(Dataset records on object locations)
+++

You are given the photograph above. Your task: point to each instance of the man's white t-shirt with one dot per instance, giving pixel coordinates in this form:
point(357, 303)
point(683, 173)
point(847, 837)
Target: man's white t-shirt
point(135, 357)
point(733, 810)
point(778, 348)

+++

Goal of the exercise: Return every one of the rows above without any changes, keeping each line as it appears.

Output of the exercise:
You are given the photograph above. Your task: point to each instance of the man's white t-shirt with one dot per instance, giving pixel coordinates in this form:
point(357, 303)
point(683, 173)
point(847, 837)
Target: man's white t-shirt
point(135, 357)
point(733, 810)
point(778, 348)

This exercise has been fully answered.